EXTRACTED TEXT:

☆ ☆ ☆

I cannot bring myself to speak of the many virgins who daily fall and are lost to the bosom of the Church, their mother…. Some go so far as to take potions, that they may insure barrenness, and thus murder human beings almost before their conception. Some, when they find themselves with child through their sin, use drugs to procure abortion, and when, as often happens, they die with their offspring, they enter the lower world laden with the guilt not only of adultery against Christ but also of suicide and child murder (Basil the Great, Letters 22:13, AD 396).
You shall not slay your child by causing abortion, nor kill that which is begotten…. (Apostolic Constitutions 7:3, AD 400).
Now you might object that this is not what you mean by “applying the literal sense to contemporary issues,” but in the Greco-Roman culture, homosexuality, rampant abortion and infanticide were contemporary “social issues” of the day. What is interesting here is not that these were early sermons against social sin, but that some of these works were addressed to Roman officials and even Emperors trying to show the supremacy of biblical law and the virtue of Christian ethics as compared to pagan society. In many cases, the early Christians were martyred by pagan Roman officials for taking these stances. In any case, there was no “uncertainty” among the Church Fathers on the same two issues that vex the Church today. They sounded a clear trumpet and we ought to be certain about doing the same.

☆ ☆ ☆

RECORDS SHOWN:
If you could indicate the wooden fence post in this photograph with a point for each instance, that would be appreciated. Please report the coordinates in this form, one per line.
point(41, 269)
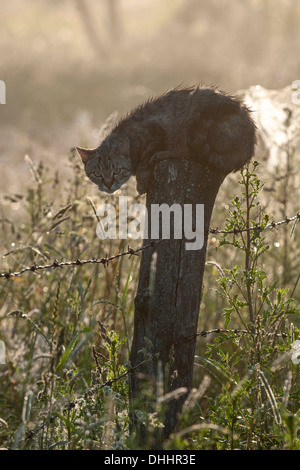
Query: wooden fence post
point(168, 296)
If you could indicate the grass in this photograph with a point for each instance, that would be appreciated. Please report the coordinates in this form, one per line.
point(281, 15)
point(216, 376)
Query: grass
point(67, 332)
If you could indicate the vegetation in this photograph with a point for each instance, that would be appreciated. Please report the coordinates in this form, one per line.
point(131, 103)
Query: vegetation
point(67, 333)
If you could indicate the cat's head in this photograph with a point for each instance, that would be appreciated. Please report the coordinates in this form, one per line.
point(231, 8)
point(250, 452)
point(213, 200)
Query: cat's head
point(108, 168)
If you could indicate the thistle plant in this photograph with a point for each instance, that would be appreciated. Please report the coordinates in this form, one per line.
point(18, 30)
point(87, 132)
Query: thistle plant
point(253, 358)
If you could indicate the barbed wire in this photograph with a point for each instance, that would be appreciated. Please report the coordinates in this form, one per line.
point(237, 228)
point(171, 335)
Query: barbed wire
point(130, 252)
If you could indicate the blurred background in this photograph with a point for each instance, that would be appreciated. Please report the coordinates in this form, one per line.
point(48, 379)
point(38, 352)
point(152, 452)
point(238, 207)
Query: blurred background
point(69, 64)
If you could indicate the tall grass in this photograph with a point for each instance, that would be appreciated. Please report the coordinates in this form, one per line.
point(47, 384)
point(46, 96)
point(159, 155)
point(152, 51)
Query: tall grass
point(67, 331)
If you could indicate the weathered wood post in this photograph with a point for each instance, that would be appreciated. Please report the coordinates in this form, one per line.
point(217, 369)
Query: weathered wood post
point(167, 314)
point(220, 139)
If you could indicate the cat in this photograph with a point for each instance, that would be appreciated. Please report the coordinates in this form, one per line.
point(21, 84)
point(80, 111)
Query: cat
point(195, 123)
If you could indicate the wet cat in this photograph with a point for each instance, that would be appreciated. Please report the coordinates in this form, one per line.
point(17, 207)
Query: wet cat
point(201, 124)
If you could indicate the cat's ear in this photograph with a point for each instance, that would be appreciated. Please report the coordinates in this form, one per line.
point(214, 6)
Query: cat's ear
point(85, 154)
point(123, 148)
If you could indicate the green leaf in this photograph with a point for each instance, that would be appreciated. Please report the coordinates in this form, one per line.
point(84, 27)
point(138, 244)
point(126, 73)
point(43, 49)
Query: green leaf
point(69, 350)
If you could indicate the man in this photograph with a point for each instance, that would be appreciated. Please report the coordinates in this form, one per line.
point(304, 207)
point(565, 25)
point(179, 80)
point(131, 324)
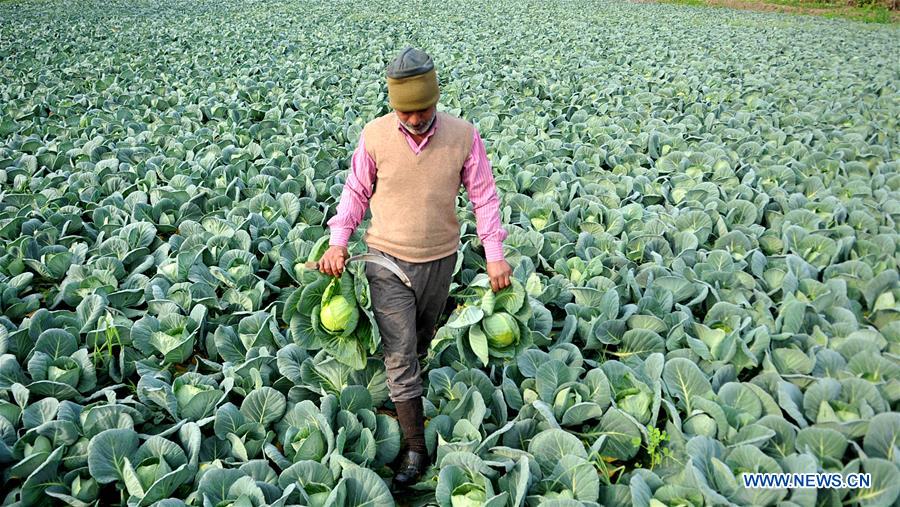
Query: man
point(415, 158)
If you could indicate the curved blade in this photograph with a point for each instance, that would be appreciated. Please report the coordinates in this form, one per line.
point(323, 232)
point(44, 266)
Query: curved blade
point(385, 263)
point(375, 259)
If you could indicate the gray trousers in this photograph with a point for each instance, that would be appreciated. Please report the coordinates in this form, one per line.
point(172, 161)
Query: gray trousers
point(406, 317)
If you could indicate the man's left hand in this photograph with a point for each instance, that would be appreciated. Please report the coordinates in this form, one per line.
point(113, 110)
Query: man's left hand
point(499, 272)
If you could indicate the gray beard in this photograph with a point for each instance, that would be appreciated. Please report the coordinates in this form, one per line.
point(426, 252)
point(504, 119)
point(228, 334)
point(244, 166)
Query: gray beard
point(419, 132)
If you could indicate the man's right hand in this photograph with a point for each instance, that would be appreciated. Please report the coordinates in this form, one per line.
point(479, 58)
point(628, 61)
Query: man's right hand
point(332, 262)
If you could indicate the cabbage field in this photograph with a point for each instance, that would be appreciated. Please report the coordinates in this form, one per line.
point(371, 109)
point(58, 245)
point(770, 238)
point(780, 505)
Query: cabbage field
point(702, 207)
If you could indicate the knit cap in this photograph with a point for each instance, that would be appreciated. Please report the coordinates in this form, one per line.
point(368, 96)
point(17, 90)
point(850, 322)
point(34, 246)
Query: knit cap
point(412, 81)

☆ ☆ ☆

WHAT THE EXERCISE ASKS: Could you write what comes next in the passage on the early Church Fathers' stance against abortion, picking up after its final sentence?

TASK ANSWER:
The Effects of Biblical “Literalism”
Of course, there is a big difference in objecting to Christians advocating biblical ethics in society, and objecting to those times when Christians misinterpret God’s Word in order to uphold evil. You use the issue of slavery as an example. Of course, we both agree that the Christians who used the Bible to justify slavery were woefully wrong. But one of the odd points of your argument is that you also seem to fault the “literalism” of Christians who used the Bible to end slavery. These anti-slavery advocates made the moral judgment that southern chattel slavery was based on kidnapping, generational bondage and disrespect for human life. Therefore, it was a great sin.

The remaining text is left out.